[Assigned task 1] From the text on mental illnesses, list the specific forms of mental illness named in the sentence that begins "Over 50 million Americans".
[Assigned task 2] In the text on mental illnesses, print the passage from "What are mental" to "with everyday life.".

[Supplied text]
How to Decide If You Need Help

How to Decide If You Need Help

What are mental illnesses?

Over 50 million Americans suffer from some form of mental illness, including schizophrenia, depression, and anxiety disorders. The phrase “mental illnesses” is used for several reasons:

  1. Recent research has shown that many of these disorders have a biological origin;
  2. Medication is frequently a part of treatment; and
  3. As with physical illnesses, mental illnesses are not signs of personal weakness, but real and serious disorders, deserving skilled and compassionate treatment.

A range of mental health problems, such as family quarrels, dealing with stress, and fears, can benefit from short-term counseling and treatment. Mental illnesses, however, are very serious conditions in which symptoms such as depression, anxiety and disorientation are severe and last for a prolonged period of time, often leading to an inability to cope with everyday life.

What causes mental illnesses?

Causes of mental illnesses are not well understood; there are undoubtedly different causes for different disorders. Current research suggests that there may be an inherited predisposition to develop a disorder, and that many disorders involve a problem in transferring information from one brain cell to another. Stressful situations and the use of recreational drugs may contribute to the onset of a disorder in a susceptible person. Formerly popular theories that dysfunctional family systems cause mental illnesses are not supported by research.

[Supplied data]

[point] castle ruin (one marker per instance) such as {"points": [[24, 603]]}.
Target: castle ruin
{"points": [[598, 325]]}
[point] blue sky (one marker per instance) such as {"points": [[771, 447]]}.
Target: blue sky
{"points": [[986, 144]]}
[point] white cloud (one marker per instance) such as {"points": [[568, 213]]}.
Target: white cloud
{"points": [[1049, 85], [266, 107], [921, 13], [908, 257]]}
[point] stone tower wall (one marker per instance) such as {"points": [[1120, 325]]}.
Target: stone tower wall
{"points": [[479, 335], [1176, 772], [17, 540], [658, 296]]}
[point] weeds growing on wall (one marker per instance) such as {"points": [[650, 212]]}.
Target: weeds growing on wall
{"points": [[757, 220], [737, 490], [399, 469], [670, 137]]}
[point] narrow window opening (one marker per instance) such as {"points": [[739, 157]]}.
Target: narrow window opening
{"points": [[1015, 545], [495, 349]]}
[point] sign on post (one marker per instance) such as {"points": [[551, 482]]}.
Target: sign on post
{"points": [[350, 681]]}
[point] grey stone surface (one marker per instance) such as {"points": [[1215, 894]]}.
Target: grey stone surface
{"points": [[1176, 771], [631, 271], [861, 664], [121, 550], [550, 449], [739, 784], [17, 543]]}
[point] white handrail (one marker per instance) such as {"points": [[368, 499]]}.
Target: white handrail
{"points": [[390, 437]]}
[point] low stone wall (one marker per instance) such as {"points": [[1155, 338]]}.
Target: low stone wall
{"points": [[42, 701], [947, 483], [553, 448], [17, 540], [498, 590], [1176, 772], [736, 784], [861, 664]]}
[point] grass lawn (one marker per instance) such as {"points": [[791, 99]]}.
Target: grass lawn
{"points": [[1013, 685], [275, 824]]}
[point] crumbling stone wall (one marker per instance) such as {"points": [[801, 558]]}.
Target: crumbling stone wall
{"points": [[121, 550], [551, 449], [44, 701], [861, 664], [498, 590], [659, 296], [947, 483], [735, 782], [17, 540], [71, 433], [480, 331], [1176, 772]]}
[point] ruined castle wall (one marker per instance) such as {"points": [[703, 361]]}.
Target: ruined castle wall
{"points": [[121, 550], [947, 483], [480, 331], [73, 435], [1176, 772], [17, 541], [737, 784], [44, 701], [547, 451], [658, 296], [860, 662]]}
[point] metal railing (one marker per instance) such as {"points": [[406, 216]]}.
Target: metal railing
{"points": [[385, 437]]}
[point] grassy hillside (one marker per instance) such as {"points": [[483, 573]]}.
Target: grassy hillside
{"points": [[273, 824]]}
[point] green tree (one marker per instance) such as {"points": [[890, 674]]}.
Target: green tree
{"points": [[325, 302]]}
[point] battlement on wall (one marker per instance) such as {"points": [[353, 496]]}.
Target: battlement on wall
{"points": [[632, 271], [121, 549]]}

[Task result 1] schizophrenia, depression, anxiety disorders

[Task result 2]
What are mental illnesses?

Over 50 million Americans suffer from some form of mental illness, including schizophrenia, depression, and anxiety disorders. The phrase “mental illnesses” is used for several reasons:

  1. Recent research has shown that many of these disorders have a biological origin;
  2. Medication is frequently a part of treatment; and
  3. As with physical illnesses, mental illnesses are not signs of personal weakness, but real and serious disorders, deserving skilled and compassionate treatment.

A range of mental health problems, such as family quarrels, dealing with stress, and fears, can benefit from short-term counseling and treatment. Mental illnesses, however, are very serious conditions in which symptoms such as depression, anxiety and disorientation are severe and last for a prolonged period of time, often leading to an inability to cope with everyday life.